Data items
- - - - -

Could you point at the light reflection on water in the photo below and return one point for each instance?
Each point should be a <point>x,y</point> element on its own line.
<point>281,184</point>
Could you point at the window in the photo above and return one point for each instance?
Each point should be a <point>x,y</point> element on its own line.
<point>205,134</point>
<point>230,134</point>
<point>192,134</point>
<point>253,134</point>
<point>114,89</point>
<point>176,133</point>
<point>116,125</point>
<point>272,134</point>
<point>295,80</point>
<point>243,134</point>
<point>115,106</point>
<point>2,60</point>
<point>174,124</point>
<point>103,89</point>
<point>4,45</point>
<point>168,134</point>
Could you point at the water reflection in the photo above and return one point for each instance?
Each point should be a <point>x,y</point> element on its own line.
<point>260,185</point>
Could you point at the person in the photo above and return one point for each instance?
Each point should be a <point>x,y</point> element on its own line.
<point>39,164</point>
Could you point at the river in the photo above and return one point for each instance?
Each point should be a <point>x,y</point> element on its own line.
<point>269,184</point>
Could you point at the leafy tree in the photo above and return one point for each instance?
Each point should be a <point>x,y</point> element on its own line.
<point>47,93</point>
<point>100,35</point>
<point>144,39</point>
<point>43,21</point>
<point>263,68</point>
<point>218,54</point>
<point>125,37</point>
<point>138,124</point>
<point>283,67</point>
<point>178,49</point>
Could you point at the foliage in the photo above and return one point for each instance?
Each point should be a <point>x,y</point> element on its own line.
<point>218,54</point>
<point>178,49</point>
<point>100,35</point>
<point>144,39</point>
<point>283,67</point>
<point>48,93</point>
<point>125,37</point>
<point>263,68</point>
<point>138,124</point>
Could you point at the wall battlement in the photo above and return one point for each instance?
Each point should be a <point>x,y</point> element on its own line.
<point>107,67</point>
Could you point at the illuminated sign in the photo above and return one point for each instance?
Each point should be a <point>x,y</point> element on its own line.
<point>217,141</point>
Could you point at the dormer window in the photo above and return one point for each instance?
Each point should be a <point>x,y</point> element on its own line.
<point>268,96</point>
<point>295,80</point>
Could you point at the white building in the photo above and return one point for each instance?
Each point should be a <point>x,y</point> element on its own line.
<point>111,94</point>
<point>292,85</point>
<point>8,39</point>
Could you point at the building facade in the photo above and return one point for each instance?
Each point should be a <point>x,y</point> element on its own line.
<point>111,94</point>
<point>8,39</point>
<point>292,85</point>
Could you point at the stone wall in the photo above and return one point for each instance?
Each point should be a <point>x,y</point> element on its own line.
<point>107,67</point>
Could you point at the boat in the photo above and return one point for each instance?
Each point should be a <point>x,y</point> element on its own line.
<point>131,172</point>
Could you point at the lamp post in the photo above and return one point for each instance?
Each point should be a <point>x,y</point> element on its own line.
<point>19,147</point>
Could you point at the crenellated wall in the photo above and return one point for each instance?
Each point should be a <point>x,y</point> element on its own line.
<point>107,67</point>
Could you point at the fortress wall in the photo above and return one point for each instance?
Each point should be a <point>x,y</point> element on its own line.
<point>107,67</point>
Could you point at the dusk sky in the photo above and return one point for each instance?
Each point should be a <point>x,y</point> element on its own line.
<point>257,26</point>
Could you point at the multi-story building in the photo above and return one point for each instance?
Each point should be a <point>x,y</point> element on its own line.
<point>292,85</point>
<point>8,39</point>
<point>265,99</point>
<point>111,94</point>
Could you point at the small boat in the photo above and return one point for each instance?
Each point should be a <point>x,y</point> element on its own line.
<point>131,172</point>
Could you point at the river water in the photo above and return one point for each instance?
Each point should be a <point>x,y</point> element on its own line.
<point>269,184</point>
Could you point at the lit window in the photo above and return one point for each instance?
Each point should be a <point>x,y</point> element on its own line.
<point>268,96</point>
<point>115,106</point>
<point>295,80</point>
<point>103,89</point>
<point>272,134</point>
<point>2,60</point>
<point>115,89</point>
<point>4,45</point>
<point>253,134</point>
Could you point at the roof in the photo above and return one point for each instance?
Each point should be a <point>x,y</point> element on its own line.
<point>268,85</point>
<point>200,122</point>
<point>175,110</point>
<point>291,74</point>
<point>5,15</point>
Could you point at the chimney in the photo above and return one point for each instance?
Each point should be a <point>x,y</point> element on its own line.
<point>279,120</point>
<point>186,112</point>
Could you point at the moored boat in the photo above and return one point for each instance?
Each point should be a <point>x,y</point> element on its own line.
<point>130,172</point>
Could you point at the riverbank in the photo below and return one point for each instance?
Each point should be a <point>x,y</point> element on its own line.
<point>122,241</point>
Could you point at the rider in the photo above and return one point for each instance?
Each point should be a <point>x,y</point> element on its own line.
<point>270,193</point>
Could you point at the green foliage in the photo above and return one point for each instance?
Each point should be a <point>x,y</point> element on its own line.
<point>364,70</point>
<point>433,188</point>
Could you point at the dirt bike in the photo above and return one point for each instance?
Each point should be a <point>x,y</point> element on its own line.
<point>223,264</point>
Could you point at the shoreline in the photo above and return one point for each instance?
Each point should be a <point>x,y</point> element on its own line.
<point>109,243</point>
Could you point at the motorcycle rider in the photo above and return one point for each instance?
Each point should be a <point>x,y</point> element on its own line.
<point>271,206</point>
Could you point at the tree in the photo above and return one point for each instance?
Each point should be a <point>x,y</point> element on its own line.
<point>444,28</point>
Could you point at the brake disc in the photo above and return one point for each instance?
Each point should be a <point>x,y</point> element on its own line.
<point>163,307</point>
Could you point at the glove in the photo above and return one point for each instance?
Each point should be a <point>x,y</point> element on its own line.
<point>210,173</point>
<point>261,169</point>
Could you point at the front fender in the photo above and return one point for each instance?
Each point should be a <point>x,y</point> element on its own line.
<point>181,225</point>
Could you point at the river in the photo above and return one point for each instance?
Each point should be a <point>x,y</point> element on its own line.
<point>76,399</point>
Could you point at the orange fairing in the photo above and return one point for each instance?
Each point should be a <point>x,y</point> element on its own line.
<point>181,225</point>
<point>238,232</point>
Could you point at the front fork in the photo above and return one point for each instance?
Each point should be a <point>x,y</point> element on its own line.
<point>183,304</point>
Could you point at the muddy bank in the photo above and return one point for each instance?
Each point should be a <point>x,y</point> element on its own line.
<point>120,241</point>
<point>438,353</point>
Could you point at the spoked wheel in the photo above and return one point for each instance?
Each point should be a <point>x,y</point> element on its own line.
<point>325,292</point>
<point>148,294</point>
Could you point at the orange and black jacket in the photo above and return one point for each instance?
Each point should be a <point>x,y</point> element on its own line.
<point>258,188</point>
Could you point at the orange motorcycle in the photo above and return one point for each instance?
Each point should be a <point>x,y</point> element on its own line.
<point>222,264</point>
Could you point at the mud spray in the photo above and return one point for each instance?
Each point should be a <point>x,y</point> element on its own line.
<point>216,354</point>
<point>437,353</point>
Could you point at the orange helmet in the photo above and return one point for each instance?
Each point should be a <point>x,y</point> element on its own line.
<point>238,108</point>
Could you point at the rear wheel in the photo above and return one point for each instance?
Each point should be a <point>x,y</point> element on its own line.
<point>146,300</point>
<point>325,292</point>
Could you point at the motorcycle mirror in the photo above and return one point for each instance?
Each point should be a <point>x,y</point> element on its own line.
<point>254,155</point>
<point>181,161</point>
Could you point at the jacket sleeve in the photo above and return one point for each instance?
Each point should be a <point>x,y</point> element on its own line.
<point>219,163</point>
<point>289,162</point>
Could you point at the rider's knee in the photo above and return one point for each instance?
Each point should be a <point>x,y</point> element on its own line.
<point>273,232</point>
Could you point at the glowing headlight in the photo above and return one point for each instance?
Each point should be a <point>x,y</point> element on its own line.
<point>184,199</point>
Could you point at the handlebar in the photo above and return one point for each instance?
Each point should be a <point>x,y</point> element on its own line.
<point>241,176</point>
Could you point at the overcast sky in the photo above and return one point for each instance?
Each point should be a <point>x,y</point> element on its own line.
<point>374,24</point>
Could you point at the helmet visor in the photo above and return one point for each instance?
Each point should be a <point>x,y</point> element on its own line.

- - - - -

Exercise objective: In the entries above, which lines hold the string "water"? Report all of them.

Written response:
Could you point at the light reflection on water in the photo below and return one point for each instance?
Could you point at the water reflection in the photo above and return one point for each instance?
Could you point at the river water in the photo above and return one point for each instance?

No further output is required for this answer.